- WORK TO DO -
Every line from the one with "Question. Indicate each instance of the front" to the end of the data needs to be copied exactly, and no line before it.

[Stored items from a collection]

☆ ☆ ☆ ☆ ☆ ☆ ☆

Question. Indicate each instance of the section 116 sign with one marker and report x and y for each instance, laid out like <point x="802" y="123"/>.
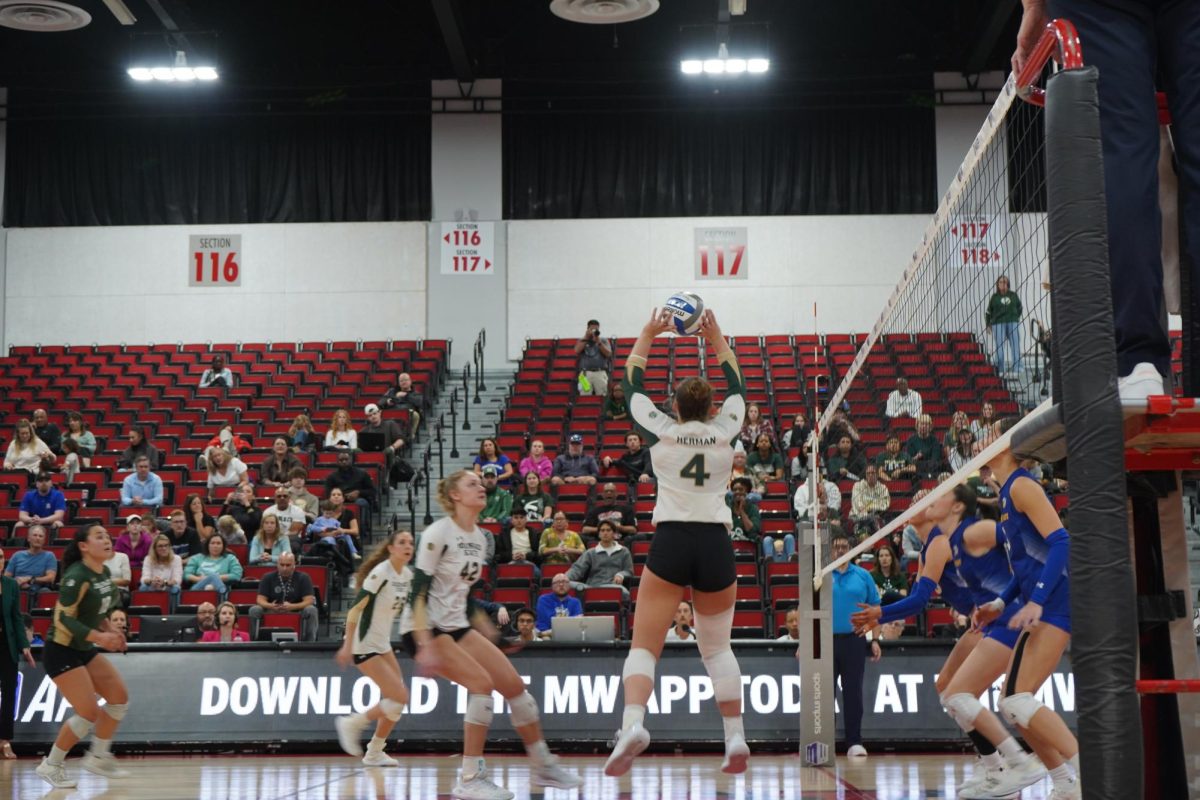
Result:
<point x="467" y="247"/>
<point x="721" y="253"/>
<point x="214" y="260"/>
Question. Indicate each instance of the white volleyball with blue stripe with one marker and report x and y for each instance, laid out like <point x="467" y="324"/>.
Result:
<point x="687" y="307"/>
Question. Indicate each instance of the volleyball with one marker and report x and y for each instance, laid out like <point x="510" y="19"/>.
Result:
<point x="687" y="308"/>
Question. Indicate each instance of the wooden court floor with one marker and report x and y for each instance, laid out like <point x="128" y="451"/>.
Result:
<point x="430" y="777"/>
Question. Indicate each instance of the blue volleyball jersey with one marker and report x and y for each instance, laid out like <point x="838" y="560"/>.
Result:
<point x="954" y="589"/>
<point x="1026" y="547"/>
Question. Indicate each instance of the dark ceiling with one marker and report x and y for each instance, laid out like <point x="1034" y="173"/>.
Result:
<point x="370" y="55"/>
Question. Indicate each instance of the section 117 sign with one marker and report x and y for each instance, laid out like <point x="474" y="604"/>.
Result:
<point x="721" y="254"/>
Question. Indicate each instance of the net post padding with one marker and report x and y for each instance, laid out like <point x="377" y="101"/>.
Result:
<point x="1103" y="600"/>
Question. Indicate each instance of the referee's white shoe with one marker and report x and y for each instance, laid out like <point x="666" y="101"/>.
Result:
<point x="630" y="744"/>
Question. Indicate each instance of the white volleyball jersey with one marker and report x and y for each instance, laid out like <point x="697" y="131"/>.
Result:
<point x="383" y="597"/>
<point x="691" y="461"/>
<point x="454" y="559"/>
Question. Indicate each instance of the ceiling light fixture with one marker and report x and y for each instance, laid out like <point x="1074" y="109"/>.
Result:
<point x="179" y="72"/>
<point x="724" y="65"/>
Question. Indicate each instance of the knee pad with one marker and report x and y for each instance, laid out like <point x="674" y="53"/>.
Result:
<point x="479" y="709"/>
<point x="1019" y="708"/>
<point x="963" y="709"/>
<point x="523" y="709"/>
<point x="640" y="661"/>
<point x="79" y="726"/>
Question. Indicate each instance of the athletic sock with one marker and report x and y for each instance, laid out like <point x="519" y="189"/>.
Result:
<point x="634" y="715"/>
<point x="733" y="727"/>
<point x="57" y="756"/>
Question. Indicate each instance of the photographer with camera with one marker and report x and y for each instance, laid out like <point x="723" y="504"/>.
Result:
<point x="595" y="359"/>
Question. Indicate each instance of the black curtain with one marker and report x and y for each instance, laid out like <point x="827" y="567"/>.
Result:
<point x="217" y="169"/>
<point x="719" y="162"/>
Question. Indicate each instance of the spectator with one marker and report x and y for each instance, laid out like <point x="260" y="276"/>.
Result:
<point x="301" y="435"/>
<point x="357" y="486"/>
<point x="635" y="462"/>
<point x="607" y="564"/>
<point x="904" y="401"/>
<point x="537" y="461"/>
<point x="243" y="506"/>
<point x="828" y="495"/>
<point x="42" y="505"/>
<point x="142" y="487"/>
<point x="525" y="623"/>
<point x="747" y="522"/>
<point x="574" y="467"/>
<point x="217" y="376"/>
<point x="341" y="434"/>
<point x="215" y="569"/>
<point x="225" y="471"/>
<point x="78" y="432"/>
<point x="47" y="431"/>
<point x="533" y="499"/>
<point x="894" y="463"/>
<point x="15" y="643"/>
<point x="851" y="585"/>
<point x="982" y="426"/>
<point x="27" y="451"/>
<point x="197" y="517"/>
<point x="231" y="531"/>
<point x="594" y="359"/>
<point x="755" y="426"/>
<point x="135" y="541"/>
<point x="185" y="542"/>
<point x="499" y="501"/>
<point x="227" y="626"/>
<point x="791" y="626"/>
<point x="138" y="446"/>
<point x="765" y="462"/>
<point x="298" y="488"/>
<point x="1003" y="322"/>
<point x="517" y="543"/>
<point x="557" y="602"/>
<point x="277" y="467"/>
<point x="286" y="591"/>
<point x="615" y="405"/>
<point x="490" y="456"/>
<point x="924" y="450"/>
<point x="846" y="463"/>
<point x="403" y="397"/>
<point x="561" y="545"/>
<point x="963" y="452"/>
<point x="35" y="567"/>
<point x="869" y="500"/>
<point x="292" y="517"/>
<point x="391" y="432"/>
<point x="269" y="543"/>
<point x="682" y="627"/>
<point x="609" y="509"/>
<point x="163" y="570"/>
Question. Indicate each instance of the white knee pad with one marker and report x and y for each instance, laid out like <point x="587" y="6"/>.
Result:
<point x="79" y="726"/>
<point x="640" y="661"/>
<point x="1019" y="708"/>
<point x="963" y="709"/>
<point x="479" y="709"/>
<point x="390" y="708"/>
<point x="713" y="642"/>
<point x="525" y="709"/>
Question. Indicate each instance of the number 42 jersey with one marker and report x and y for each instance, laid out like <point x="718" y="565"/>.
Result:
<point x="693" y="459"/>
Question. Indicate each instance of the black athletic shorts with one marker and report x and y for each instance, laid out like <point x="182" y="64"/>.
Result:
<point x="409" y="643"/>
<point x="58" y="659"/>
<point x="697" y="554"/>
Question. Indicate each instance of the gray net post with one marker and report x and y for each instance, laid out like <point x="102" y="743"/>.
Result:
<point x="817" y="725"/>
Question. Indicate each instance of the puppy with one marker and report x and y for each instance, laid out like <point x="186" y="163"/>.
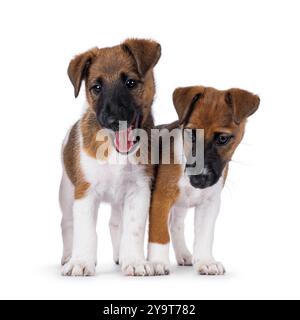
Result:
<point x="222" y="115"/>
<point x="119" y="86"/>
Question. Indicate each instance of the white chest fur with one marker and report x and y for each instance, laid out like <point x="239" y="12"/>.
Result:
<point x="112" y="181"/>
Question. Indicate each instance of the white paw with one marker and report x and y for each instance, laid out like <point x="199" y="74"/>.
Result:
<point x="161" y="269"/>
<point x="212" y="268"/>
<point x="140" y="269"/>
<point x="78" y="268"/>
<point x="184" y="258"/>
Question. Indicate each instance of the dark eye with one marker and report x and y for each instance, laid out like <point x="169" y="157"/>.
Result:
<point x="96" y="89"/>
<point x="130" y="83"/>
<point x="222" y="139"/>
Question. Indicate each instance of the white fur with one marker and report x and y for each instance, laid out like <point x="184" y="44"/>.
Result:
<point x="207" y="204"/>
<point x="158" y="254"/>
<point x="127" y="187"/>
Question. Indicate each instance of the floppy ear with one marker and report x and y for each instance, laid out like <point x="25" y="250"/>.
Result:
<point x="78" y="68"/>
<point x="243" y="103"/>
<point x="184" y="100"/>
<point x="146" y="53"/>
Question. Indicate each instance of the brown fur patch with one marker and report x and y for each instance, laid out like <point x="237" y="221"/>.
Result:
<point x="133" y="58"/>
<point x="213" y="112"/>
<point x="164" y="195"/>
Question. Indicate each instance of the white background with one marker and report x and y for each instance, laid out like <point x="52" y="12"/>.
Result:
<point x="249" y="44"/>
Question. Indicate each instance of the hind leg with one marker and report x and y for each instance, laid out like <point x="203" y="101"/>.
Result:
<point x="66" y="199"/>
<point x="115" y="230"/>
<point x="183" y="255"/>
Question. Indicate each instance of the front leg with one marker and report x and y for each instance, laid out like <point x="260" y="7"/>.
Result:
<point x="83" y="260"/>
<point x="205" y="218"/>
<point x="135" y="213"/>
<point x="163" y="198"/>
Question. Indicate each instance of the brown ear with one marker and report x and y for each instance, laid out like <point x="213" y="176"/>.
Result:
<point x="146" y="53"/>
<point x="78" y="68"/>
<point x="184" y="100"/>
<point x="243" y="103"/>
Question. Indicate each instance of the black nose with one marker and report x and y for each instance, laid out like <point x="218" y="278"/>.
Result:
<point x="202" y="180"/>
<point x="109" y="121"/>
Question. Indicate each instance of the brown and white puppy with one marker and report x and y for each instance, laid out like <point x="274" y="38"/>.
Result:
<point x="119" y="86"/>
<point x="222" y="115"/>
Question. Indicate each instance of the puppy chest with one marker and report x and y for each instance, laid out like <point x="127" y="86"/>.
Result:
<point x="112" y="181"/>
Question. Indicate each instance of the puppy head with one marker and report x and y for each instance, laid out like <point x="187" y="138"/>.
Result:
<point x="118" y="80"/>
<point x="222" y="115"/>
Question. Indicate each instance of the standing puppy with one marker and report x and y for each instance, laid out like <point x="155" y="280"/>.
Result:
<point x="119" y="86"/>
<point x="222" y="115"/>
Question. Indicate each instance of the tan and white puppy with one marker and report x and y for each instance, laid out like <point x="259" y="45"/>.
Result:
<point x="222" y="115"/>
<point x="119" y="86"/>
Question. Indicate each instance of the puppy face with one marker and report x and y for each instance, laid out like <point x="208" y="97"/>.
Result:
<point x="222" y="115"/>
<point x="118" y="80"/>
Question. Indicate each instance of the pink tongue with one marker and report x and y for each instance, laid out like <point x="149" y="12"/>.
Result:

☆ ☆ ☆ ☆ ☆ ☆ ☆

- RESULT FOR THIS TASK -
Question. Indicate each instance of the front leg with one marker and report x and y for each instance, laid out like <point x="260" y="7"/>.
Result:
<point x="83" y="260"/>
<point x="205" y="218"/>
<point x="135" y="213"/>
<point x="163" y="198"/>
Question. Indicate each instance of the brown ear with one marker and report x and y for each instance, laid out like <point x="213" y="176"/>.
Result:
<point x="146" y="53"/>
<point x="78" y="68"/>
<point x="184" y="100"/>
<point x="243" y="103"/>
Question. Indicate each instance of the black nose with one marker and report x and y for each instance, laid out like <point x="218" y="278"/>.
Result:
<point x="202" y="180"/>
<point x="109" y="121"/>
Question. Indicate each instance of the brown and white puppy with one marker and report x and y for each instance, laid out like <point x="274" y="38"/>.
Result:
<point x="119" y="86"/>
<point x="222" y="115"/>
Question. Indicate each instance of the puppy chest with one marker and report x and y for each instance, laid out like <point x="127" y="86"/>.
Result:
<point x="112" y="181"/>
Question. Indicate each instance of the puppy head with one marker and report x and y for each instance, laid out like <point x="187" y="138"/>.
Result:
<point x="118" y="80"/>
<point x="222" y="115"/>
Question. Indicate each instance of the standing puppy with one marker and report x and y for each instance, laid out like <point x="155" y="280"/>.
Result:
<point x="119" y="86"/>
<point x="222" y="115"/>
Question. Indicate each instance of the tan and white puppy with one marker and report x and y for each instance, laid out like <point x="259" y="45"/>.
Result:
<point x="222" y="115"/>
<point x="119" y="86"/>
Question. Indicate each instance of the puppy face with one marker and report x and y for each instance, laid out like <point x="208" y="97"/>.
Result:
<point x="222" y="115"/>
<point x="118" y="80"/>
Question. Indicate each instance of the pink tongue with one marker and report x and y for each instance, laid out like <point x="149" y="12"/>.
Result:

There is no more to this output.